> WHAT IS REQUIRED
Print the lines that run from the line with "of the child's" to the line with "of the long", keeping both end lines, exactly as they appear in the entries below, and nothing else.

++++ DATASET ENTRIES ++++

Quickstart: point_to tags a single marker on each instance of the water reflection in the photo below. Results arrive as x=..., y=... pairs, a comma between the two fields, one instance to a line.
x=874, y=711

++++
++++ DATASET ENTRIES ++++

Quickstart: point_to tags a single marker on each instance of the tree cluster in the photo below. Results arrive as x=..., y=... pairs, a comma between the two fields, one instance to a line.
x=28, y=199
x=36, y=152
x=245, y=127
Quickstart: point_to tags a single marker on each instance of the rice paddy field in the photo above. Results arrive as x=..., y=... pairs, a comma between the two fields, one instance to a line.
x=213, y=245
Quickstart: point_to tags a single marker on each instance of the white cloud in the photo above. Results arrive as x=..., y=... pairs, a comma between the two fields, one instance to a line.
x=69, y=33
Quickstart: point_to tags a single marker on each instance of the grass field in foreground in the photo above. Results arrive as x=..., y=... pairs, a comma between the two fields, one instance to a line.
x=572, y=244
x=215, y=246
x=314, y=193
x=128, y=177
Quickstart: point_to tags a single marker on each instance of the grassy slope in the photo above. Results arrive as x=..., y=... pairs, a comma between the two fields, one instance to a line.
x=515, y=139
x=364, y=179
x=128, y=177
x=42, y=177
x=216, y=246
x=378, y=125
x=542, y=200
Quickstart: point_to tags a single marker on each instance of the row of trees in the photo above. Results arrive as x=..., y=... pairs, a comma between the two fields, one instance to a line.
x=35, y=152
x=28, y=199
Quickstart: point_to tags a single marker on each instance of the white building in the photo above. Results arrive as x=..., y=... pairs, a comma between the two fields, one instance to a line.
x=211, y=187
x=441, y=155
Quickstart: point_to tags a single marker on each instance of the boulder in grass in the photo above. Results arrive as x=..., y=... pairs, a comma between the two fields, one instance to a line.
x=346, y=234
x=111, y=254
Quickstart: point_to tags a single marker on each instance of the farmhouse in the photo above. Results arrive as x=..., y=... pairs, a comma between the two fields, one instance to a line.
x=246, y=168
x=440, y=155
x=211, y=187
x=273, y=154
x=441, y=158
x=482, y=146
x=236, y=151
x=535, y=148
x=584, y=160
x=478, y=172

++++
++++ DATASET ENTRIES ++++

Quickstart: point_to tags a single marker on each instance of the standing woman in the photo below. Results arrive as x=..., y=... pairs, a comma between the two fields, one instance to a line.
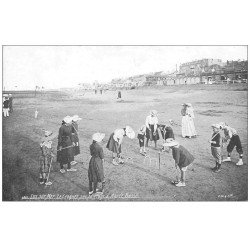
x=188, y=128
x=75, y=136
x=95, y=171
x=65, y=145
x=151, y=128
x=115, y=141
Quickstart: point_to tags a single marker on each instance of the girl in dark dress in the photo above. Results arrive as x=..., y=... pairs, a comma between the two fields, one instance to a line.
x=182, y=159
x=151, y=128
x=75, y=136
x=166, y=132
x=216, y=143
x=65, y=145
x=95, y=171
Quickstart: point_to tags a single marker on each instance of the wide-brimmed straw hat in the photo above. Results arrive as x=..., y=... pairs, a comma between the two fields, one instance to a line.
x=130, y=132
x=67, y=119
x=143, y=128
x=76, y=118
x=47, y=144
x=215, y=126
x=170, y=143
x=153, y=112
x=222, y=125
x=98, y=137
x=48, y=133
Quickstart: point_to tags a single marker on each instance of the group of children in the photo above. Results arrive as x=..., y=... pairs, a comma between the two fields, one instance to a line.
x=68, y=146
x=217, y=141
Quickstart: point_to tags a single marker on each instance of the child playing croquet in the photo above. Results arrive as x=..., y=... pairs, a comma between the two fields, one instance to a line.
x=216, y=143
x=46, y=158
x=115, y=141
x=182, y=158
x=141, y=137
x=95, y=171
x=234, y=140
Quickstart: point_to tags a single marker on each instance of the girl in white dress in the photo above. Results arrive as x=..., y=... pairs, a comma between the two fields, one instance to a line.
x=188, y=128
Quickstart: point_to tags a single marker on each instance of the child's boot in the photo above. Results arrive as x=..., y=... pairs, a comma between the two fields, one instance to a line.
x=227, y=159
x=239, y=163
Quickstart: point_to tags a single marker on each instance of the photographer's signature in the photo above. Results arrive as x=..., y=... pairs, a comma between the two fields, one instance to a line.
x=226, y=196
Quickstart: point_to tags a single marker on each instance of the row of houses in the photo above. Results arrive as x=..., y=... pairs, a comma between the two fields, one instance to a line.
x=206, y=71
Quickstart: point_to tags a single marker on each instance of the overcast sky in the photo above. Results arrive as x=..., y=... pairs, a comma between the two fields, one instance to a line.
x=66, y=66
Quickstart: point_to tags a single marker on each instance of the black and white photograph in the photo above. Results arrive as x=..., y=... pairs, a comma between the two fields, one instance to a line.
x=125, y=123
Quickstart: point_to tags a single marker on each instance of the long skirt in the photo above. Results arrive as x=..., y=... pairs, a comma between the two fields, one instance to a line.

++++

> ANSWER SECTION
Quickstart: point_to tags a single marker on each instance of the child's boot in the photo above. Results arrive as x=..., y=... pairs, a comma between the two fields, one instance to a line.
x=227, y=159
x=239, y=163
Quickstart: point_to tags a single marker on each instance of the photographer's signature in the photo above. Results arrive as x=..., y=... pairs, a comma between the two fields, one instance to a line.
x=226, y=196
Quickstart: point_to tags a single marker on each instance of the row of houses in the photo above. Results arrive as x=..., y=... pairs, a comma between the two fields, one instance to a line.
x=206, y=71
Quickstart: point_to tags a single marker on each instance of the overcast sky in the photo above. Results arrive as x=..., y=... pairs, a comma between the two fields, one instance to a line.
x=66, y=66
Quickstart: point_to tags a single marker on each instance of the black and white photograph in the photo above. Results arrive as x=..., y=... pairs, a comma between the two fields, one instance to a line.
x=125, y=123
Quickstart: point_to tags a single marker on each instance of the long skirt in the photo above. Results arrive as x=..., y=... pairs, a comma between the two fields, one instance to a line.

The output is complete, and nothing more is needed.